But then, many, many years later, after untold centuries of persecution and exploitation, that evil man I mentioned earlier, the wolf, decided once more to call for the destruction of the people of the Jewish faith.  But his vision was not one of dispersing; he did not seek to force them to integrate into a society or merely deprive them of their property.  He sought Die Endlösung – the Final Solution – an end to the cycle of violence and reconciliation to be achieved by the complete annihilation of the Jews as a faith and as a people.

And every science and art was turned towards the goal of murder with incredible efficiency, and the monsters found it was good. 

Knowing this is still, I fear, not enough.


The murder of millions of people of the Jewish faith, and along with them untold numbers of Romani, homosexuals, Jehovah’s Witnesses, socialists, communists, disabled persons, Slavs, Freemasons, and other folk condemned as Untermenschen, had no meaning.  It was, I fear, the industrial product of profound hate compounded with willful ignorance and logistical genius.  Those men and women and children did not die for some great purpose hidden from our eyes and minds.  They were robbed of their freedom, their innocence, and their lives for absolutely no reason of note.  There is no justification.

But we, the men and women and children who live to see the genocide of the 1930s and 1940s for what it was, we may, if we are wise enough and have resolution enough, endow the loss of these millions with meaning.  Perhaps we have learned something, even if we have not put our learning into perfect effect; we may not be willing to abolish genocide from the face of the earth, but perhaps we at least have the courage to acknowledge it for what it is.  We have given the sin a name, it seems, but only once we, as a species, had experienced it in its full flower, its perfect, terrible form.

Data supplied:

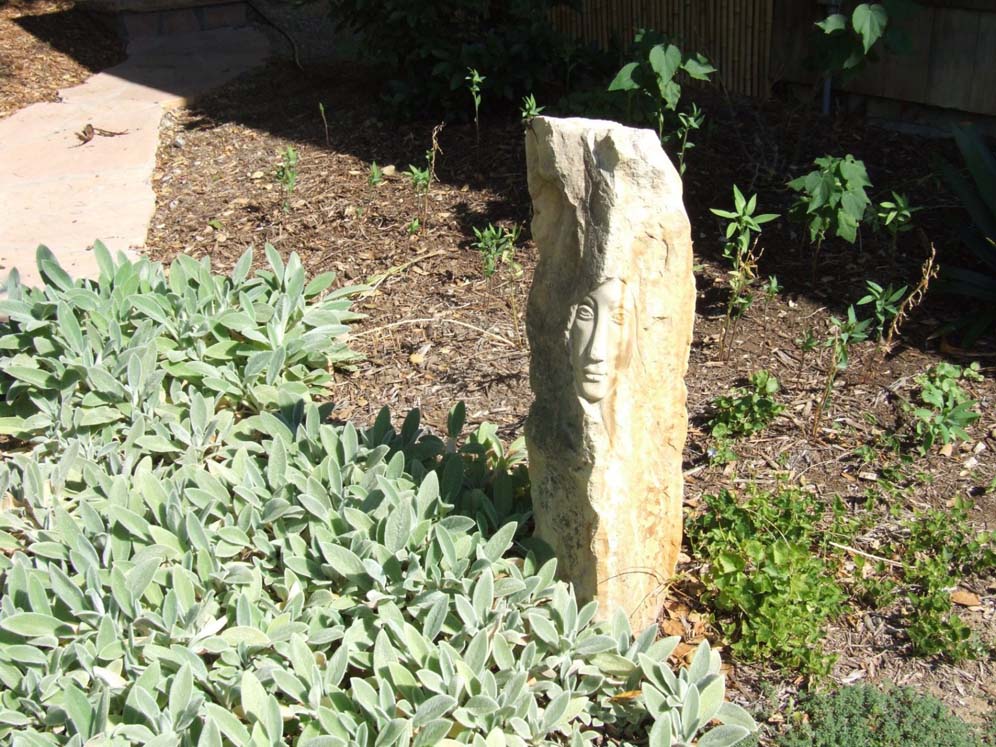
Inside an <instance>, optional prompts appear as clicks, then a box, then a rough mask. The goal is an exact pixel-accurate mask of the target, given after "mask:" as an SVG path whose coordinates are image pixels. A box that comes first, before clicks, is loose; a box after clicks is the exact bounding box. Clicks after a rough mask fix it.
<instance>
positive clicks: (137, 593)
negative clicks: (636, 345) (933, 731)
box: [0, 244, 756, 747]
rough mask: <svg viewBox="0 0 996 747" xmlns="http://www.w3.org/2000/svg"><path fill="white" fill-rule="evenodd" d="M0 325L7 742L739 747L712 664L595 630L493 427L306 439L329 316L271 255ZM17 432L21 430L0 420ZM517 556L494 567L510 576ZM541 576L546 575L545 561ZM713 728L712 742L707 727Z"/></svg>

* * *

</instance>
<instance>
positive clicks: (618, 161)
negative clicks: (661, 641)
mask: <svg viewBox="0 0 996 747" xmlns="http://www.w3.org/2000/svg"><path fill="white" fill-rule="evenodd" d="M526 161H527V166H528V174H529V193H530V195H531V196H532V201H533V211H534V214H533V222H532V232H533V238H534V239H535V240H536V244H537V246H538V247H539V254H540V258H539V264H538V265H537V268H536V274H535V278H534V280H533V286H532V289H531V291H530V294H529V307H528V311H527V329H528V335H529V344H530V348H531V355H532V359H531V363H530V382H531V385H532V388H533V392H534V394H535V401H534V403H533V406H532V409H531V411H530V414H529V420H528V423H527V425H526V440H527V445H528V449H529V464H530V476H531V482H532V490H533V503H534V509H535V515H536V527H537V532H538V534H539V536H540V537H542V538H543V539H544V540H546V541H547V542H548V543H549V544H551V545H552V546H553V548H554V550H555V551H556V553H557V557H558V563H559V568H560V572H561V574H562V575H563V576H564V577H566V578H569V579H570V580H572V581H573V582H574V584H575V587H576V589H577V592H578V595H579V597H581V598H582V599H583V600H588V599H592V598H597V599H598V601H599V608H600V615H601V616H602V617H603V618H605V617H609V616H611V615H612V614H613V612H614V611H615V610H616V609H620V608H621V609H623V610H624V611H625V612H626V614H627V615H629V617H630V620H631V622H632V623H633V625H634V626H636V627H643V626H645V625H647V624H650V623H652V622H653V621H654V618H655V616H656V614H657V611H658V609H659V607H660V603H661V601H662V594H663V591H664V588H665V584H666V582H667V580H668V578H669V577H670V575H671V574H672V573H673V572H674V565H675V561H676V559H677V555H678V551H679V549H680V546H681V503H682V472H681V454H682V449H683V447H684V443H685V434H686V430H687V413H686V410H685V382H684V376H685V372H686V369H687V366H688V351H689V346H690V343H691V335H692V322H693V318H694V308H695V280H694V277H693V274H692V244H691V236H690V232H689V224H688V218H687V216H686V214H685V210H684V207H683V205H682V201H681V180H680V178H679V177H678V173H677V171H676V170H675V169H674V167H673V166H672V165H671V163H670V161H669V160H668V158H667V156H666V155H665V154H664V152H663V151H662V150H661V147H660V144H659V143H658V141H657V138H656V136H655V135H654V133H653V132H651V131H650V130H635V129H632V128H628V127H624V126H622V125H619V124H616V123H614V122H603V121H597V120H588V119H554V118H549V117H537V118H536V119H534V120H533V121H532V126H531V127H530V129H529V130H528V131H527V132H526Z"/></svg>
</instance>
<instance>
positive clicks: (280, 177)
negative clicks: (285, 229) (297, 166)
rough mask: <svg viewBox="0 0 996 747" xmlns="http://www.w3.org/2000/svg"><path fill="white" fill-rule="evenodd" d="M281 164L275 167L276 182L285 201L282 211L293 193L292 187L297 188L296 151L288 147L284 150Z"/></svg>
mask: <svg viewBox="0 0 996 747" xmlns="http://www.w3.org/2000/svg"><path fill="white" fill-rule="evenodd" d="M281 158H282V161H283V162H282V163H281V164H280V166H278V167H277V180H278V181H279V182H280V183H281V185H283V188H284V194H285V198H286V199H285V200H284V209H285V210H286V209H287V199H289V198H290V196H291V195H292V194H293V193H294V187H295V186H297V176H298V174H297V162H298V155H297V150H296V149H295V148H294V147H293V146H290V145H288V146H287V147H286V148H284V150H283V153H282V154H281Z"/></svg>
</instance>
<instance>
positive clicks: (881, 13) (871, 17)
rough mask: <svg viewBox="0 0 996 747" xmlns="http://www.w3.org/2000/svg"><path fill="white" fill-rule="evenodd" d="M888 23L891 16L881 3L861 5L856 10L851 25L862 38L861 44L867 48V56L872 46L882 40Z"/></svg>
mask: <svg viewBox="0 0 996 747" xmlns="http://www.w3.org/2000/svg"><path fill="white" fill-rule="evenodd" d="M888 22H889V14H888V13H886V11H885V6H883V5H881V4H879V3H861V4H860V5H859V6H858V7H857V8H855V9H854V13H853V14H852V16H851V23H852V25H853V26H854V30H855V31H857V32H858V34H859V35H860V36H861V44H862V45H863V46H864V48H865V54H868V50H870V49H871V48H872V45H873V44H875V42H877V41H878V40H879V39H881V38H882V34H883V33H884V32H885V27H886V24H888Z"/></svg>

What the task asks:
Please return the full Holocaust reflection above word for word.

Completed task:
But then, many, many years later, after untold centuries of persecution and exploitation, that evil man I mentioned earlier, the wolf, decided once more to call for the destruction of the people of the Jewish faith.  But his vision was not one of dispersing; he did not seek to force them to integrate into a society or merely deprive them of their property.  He sought Die Endlösung – the Final Solution – an end to the cycle of violence and reconciliation to be achieved by the complete annihilation of the Jews as a faith and as a people.

And every science and art was turned towards the goal of murder with incredible efficiency, and the monsters found it was good. 

Knowing this is still, I fear, not enough.


The murder of millions of people of the Jewish faith, and along with them untold numbers of Romani, homosexuals, Jehovah’s Witnesses, socialists, communists, disabled persons, Slavs, Freemasons, and other folk condemned as Untermenschen, had no meaning.  It was, I fear, the industrial product of profound hate compounded with willful ignorance and logistical genius.  Those men and women and children did not die for some great purpose hidden from our eyes and minds.  They were robbed of their freedom, their innocence, and their lives for absolutely no reason of note.  There is no justification.

But we, the men and women and children who live to see the genocide of the 1930s and 1940s for what it was, we may, if we are wise enough and have resolution enough, endow the loss of these millions with meaning.  Perhaps we have learned something, even if we have not put our learning into perfect effect; we may not be willing to abolish genocide from the face of the earth, but perhaps we at least have the courage to acknowledge it for what it is.  We have given the sin a name, it seems, but only once we, as a species, had experienced it in its full flower, its perfect, terrible form.